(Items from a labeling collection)

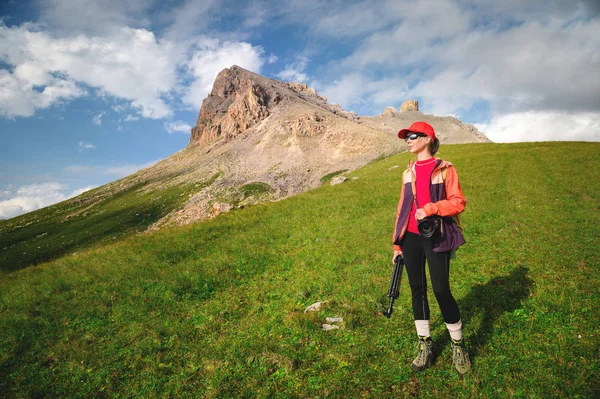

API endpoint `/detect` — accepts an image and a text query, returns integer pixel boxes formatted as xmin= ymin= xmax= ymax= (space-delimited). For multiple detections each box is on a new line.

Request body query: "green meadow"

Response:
xmin=0 ymin=143 xmax=600 ymax=398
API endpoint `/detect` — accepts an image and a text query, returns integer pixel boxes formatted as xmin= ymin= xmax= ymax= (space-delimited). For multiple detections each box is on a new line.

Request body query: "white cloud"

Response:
xmin=77 ymin=141 xmax=96 ymax=152
xmin=275 ymin=56 xmax=308 ymax=83
xmin=92 ymin=112 xmax=104 ymax=126
xmin=63 ymin=165 xmax=90 ymax=174
xmin=38 ymin=0 xmax=151 ymax=36
xmin=182 ymin=38 xmax=264 ymax=110
xmin=0 ymin=24 xmax=180 ymax=118
xmin=313 ymin=0 xmax=600 ymax=140
xmin=475 ymin=111 xmax=600 ymax=143
xmin=0 ymin=68 xmax=85 ymax=118
xmin=123 ymin=115 xmax=140 ymax=122
xmin=164 ymin=121 xmax=192 ymax=134
xmin=0 ymin=182 xmax=93 ymax=219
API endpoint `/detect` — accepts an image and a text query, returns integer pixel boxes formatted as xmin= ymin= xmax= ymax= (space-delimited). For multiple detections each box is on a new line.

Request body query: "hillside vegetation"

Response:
xmin=0 ymin=143 xmax=600 ymax=398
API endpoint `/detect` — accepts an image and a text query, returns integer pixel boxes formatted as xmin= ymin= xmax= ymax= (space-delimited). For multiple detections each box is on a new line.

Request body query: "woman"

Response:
xmin=393 ymin=122 xmax=471 ymax=375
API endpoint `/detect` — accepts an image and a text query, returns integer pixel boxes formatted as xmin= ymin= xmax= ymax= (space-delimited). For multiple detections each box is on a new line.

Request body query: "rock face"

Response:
xmin=190 ymin=65 xmax=360 ymax=146
xmin=381 ymin=107 xmax=396 ymax=116
xmin=400 ymin=100 xmax=419 ymax=112
xmin=190 ymin=67 xmax=281 ymax=148
xmin=95 ymin=66 xmax=485 ymax=230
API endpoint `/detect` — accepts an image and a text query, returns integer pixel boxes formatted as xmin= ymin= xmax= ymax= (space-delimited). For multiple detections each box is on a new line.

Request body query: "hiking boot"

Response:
xmin=412 ymin=337 xmax=434 ymax=372
xmin=452 ymin=339 xmax=471 ymax=377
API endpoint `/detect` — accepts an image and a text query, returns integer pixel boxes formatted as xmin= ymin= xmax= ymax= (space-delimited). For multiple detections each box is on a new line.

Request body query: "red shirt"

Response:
xmin=408 ymin=158 xmax=437 ymax=234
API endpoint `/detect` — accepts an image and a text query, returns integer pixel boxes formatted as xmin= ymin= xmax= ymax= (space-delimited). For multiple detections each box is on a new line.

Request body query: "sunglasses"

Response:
xmin=404 ymin=133 xmax=427 ymax=141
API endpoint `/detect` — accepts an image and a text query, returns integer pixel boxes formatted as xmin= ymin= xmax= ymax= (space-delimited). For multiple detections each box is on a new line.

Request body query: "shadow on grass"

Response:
xmin=436 ymin=266 xmax=533 ymax=359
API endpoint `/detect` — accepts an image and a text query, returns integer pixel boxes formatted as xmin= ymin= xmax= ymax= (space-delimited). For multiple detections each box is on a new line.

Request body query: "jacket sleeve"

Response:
xmin=423 ymin=166 xmax=467 ymax=216
xmin=392 ymin=174 xmax=405 ymax=251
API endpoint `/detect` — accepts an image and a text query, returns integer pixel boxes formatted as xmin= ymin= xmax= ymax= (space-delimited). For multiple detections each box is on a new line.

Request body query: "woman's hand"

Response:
xmin=392 ymin=251 xmax=402 ymax=265
xmin=415 ymin=208 xmax=427 ymax=220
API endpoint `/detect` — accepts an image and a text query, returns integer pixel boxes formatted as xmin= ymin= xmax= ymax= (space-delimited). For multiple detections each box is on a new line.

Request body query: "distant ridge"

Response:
xmin=1 ymin=66 xmax=489 ymax=245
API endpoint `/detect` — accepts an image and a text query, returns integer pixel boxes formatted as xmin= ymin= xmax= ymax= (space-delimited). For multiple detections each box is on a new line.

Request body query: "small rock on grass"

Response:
xmin=321 ymin=323 xmax=340 ymax=331
xmin=304 ymin=301 xmax=327 ymax=313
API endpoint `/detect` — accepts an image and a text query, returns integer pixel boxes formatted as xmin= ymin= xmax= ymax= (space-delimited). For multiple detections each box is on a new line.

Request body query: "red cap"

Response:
xmin=398 ymin=122 xmax=435 ymax=140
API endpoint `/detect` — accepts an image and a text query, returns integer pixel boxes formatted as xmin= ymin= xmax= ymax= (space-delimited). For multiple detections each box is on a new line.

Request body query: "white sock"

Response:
xmin=415 ymin=320 xmax=431 ymax=337
xmin=446 ymin=320 xmax=462 ymax=341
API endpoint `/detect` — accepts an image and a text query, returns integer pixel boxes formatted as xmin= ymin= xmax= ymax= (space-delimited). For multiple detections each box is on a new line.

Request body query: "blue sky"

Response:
xmin=0 ymin=0 xmax=600 ymax=218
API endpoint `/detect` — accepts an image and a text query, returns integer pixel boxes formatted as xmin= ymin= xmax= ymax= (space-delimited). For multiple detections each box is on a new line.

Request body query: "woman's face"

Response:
xmin=406 ymin=136 xmax=431 ymax=154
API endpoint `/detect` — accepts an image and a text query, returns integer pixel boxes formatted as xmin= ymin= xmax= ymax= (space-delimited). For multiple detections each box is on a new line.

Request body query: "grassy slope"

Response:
xmin=0 ymin=175 xmax=223 ymax=274
xmin=0 ymin=143 xmax=600 ymax=398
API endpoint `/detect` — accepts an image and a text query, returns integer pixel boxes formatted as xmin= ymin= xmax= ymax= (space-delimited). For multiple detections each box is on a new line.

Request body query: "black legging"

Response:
xmin=402 ymin=231 xmax=460 ymax=324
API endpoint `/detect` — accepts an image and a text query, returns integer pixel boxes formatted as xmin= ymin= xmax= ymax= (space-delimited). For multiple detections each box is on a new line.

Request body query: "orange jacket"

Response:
xmin=392 ymin=158 xmax=466 ymax=252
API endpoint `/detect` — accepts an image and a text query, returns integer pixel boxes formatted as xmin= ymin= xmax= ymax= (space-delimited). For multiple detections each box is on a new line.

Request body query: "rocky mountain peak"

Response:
xmin=189 ymin=65 xmax=360 ymax=146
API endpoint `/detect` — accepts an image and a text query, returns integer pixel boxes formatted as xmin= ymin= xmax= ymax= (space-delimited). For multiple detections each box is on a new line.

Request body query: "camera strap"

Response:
xmin=410 ymin=167 xmax=448 ymax=210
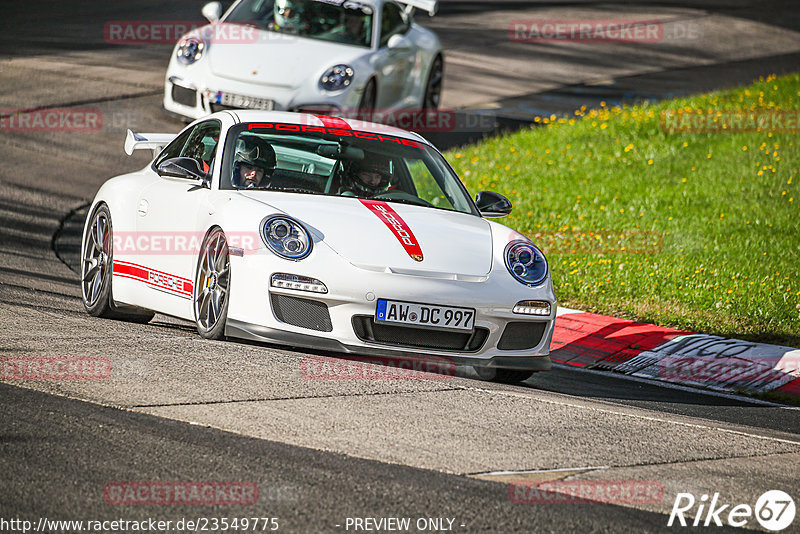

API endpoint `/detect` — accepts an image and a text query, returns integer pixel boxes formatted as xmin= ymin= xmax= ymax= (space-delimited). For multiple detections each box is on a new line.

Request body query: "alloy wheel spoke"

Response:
xmin=83 ymin=258 xmax=100 ymax=282
xmin=89 ymin=271 xmax=102 ymax=302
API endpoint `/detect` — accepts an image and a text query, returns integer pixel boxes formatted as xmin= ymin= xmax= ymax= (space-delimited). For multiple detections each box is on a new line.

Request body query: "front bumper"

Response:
xmin=226 ymin=246 xmax=556 ymax=370
xmin=163 ymin=73 xmax=361 ymax=120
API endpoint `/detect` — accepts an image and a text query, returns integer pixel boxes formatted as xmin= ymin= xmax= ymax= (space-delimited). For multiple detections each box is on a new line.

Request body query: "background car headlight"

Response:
xmin=175 ymin=37 xmax=206 ymax=65
xmin=319 ymin=65 xmax=355 ymax=91
xmin=261 ymin=215 xmax=312 ymax=260
xmin=506 ymin=241 xmax=547 ymax=286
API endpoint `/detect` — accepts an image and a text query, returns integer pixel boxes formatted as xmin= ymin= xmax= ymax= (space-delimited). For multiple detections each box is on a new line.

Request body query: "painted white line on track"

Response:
xmin=470 ymin=465 xmax=611 ymax=476
xmin=466 ymin=387 xmax=800 ymax=446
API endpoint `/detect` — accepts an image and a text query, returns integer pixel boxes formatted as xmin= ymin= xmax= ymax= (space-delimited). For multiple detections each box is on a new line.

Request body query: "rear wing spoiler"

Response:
xmin=397 ymin=0 xmax=439 ymax=17
xmin=125 ymin=130 xmax=177 ymax=157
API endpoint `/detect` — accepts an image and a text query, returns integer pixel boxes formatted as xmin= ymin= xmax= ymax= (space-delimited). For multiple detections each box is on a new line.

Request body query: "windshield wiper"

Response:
xmin=267 ymin=187 xmax=325 ymax=195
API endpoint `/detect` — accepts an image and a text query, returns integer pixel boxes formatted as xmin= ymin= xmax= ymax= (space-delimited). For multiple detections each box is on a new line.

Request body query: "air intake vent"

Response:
xmin=270 ymin=293 xmax=333 ymax=332
xmin=353 ymin=315 xmax=489 ymax=352
xmin=172 ymin=84 xmax=197 ymax=107
xmin=497 ymin=321 xmax=547 ymax=350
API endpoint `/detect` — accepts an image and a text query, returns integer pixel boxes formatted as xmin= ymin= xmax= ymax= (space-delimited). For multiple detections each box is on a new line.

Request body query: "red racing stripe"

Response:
xmin=358 ymin=198 xmax=423 ymax=261
xmin=114 ymin=260 xmax=194 ymax=298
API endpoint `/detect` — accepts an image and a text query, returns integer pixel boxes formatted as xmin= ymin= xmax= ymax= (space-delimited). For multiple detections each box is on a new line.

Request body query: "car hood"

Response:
xmin=208 ymin=24 xmax=369 ymax=88
xmin=240 ymin=191 xmax=492 ymax=277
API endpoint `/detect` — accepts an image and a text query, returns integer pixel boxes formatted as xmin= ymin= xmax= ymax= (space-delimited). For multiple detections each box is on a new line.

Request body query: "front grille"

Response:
xmin=353 ymin=315 xmax=489 ymax=352
xmin=172 ymin=83 xmax=197 ymax=107
xmin=497 ymin=321 xmax=547 ymax=350
xmin=209 ymin=102 xmax=241 ymax=113
xmin=270 ymin=293 xmax=333 ymax=332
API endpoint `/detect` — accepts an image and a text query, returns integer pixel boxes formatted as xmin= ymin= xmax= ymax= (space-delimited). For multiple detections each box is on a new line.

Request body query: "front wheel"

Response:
xmin=422 ymin=56 xmax=444 ymax=111
xmin=81 ymin=204 xmax=155 ymax=323
xmin=194 ymin=228 xmax=231 ymax=339
xmin=473 ymin=365 xmax=536 ymax=384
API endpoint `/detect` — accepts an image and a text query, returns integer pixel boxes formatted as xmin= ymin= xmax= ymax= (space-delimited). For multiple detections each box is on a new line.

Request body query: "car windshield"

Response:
xmin=220 ymin=122 xmax=477 ymax=215
xmin=225 ymin=0 xmax=373 ymax=47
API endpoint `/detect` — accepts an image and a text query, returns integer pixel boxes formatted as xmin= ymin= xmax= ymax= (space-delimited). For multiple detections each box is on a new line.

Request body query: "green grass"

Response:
xmin=446 ymin=74 xmax=800 ymax=346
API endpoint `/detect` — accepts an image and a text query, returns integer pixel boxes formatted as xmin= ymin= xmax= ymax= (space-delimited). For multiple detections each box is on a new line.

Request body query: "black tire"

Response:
xmin=80 ymin=204 xmax=155 ymax=323
xmin=473 ymin=365 xmax=536 ymax=384
xmin=422 ymin=56 xmax=444 ymax=112
xmin=192 ymin=228 xmax=231 ymax=339
xmin=357 ymin=78 xmax=378 ymax=121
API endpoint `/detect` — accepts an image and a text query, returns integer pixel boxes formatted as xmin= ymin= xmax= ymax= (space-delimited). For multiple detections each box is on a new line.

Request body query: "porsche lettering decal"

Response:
xmin=114 ymin=260 xmax=193 ymax=298
xmin=247 ymin=123 xmax=425 ymax=148
xmin=359 ymin=198 xmax=423 ymax=261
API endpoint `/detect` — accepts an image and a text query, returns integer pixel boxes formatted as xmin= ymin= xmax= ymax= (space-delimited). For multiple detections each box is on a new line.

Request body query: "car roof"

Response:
xmin=227 ymin=109 xmax=432 ymax=146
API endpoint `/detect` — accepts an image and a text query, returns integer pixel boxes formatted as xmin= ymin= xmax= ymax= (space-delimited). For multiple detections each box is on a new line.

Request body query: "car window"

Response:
xmin=153 ymin=129 xmax=193 ymax=167
xmin=220 ymin=123 xmax=477 ymax=218
xmin=381 ymin=2 xmax=408 ymax=46
xmin=403 ymin=158 xmax=457 ymax=210
xmin=225 ymin=0 xmax=373 ymax=47
xmin=180 ymin=121 xmax=220 ymax=172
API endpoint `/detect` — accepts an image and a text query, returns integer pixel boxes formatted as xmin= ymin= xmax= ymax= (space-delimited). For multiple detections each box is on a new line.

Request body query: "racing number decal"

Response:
xmin=359 ymin=198 xmax=423 ymax=261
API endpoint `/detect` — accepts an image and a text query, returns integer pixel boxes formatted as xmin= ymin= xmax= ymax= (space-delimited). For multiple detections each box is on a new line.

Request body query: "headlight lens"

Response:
xmin=175 ymin=37 xmax=206 ymax=65
xmin=261 ymin=216 xmax=312 ymax=260
xmin=506 ymin=241 xmax=547 ymax=287
xmin=319 ymin=65 xmax=355 ymax=91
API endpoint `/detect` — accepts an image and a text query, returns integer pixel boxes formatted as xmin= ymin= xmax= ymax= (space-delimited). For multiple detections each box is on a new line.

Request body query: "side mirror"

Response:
xmin=386 ymin=33 xmax=410 ymax=50
xmin=157 ymin=158 xmax=211 ymax=187
xmin=201 ymin=2 xmax=222 ymax=23
xmin=475 ymin=191 xmax=511 ymax=218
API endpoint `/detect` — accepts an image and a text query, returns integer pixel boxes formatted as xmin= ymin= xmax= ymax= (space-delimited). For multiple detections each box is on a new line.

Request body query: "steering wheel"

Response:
xmin=372 ymin=191 xmax=433 ymax=207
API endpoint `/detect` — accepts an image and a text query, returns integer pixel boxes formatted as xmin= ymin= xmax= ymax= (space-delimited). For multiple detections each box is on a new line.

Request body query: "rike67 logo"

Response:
xmin=667 ymin=490 xmax=796 ymax=532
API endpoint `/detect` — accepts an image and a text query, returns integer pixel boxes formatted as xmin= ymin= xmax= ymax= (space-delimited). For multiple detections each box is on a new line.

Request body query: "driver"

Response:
xmin=270 ymin=0 xmax=308 ymax=33
xmin=231 ymin=135 xmax=276 ymax=189
xmin=342 ymin=156 xmax=392 ymax=198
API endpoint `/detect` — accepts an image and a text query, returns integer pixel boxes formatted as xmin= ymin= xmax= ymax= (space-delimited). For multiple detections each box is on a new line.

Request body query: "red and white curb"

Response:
xmin=550 ymin=308 xmax=800 ymax=399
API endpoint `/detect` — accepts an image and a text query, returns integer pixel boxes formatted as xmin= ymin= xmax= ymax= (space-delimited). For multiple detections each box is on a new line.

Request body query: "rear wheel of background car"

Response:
xmin=473 ymin=365 xmax=535 ymax=384
xmin=358 ymin=79 xmax=378 ymax=121
xmin=194 ymin=228 xmax=231 ymax=339
xmin=422 ymin=56 xmax=444 ymax=110
xmin=81 ymin=204 xmax=155 ymax=323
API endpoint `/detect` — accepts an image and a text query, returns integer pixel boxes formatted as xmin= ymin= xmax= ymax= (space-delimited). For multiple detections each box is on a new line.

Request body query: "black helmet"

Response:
xmin=233 ymin=135 xmax=276 ymax=171
xmin=351 ymin=155 xmax=392 ymax=195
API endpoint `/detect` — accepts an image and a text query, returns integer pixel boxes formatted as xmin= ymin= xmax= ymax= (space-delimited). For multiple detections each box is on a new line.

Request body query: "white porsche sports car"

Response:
xmin=81 ymin=111 xmax=556 ymax=382
xmin=164 ymin=0 xmax=444 ymax=120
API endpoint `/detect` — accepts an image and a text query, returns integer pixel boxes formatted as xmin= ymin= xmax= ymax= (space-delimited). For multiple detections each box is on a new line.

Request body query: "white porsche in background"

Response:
xmin=164 ymin=0 xmax=444 ymax=120
xmin=81 ymin=111 xmax=556 ymax=382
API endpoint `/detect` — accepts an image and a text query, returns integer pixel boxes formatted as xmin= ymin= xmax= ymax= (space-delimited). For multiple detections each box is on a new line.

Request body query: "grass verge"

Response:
xmin=446 ymin=74 xmax=800 ymax=347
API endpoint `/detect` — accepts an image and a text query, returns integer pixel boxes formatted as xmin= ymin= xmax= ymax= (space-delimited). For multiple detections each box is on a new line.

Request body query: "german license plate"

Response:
xmin=375 ymin=299 xmax=475 ymax=331
xmin=212 ymin=91 xmax=275 ymax=111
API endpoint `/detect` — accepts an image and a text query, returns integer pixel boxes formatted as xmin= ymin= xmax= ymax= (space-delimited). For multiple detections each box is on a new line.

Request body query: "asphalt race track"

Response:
xmin=0 ymin=0 xmax=800 ymax=532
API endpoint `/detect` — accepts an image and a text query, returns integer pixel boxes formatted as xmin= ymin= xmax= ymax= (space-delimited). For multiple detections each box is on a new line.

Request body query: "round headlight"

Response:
xmin=506 ymin=241 xmax=547 ymax=287
xmin=319 ymin=65 xmax=355 ymax=91
xmin=175 ymin=37 xmax=206 ymax=65
xmin=261 ymin=215 xmax=313 ymax=260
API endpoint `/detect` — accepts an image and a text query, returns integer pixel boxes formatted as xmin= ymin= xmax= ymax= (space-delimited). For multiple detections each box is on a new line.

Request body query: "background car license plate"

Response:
xmin=375 ymin=299 xmax=475 ymax=330
xmin=217 ymin=92 xmax=275 ymax=111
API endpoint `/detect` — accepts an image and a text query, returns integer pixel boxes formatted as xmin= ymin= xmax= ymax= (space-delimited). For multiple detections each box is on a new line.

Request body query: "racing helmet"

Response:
xmin=233 ymin=135 xmax=277 ymax=187
xmin=350 ymin=155 xmax=392 ymax=195
xmin=273 ymin=0 xmax=303 ymax=32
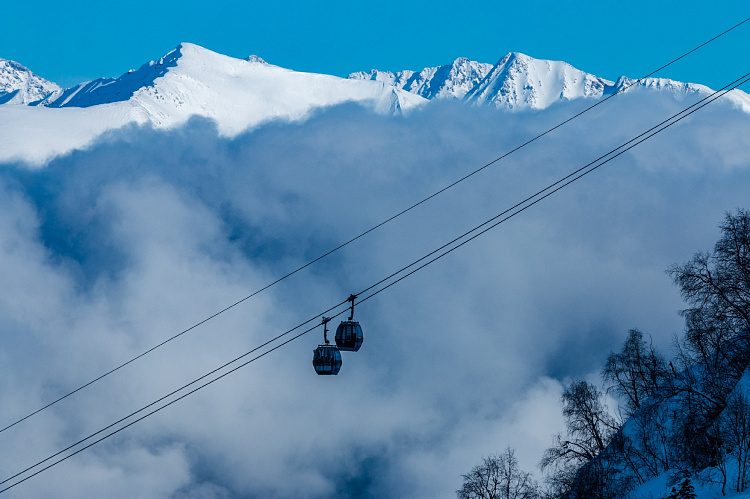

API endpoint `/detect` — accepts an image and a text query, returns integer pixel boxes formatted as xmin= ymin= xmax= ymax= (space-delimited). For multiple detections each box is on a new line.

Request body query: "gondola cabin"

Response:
xmin=336 ymin=295 xmax=362 ymax=352
xmin=313 ymin=317 xmax=341 ymax=375
xmin=313 ymin=345 xmax=341 ymax=375
xmin=336 ymin=321 xmax=363 ymax=352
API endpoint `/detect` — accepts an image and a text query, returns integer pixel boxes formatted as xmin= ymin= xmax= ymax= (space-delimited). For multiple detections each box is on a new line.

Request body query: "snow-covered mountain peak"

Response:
xmin=245 ymin=54 xmax=269 ymax=65
xmin=0 ymin=43 xmax=426 ymax=163
xmin=466 ymin=52 xmax=614 ymax=109
xmin=349 ymin=57 xmax=492 ymax=99
xmin=0 ymin=59 xmax=60 ymax=105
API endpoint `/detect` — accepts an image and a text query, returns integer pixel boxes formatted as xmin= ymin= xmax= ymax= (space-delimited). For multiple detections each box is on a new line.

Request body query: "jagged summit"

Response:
xmin=0 ymin=43 xmax=750 ymax=163
xmin=40 ymin=44 xmax=184 ymax=107
xmin=465 ymin=52 xmax=614 ymax=109
xmin=349 ymin=57 xmax=492 ymax=99
xmin=0 ymin=59 xmax=60 ymax=105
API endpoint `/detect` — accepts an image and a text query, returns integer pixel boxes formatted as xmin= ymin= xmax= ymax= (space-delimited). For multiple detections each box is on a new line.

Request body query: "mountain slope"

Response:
xmin=0 ymin=59 xmax=61 ymax=105
xmin=349 ymin=57 xmax=493 ymax=99
xmin=0 ymin=43 xmax=426 ymax=164
xmin=465 ymin=53 xmax=614 ymax=109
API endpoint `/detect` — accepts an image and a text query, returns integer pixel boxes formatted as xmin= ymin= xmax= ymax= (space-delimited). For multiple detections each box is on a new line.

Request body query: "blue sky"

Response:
xmin=0 ymin=0 xmax=750 ymax=88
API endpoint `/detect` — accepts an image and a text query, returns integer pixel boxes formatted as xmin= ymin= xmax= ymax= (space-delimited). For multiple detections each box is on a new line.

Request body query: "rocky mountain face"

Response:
xmin=0 ymin=59 xmax=61 ymax=105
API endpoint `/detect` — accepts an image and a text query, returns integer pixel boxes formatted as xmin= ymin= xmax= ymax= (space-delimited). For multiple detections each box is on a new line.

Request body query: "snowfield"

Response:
xmin=0 ymin=43 xmax=750 ymax=166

**What the task requires**. Count the lines in the records above that contain the string "face". Case counts; reply with the number alone.

**Result of this exercise**. 3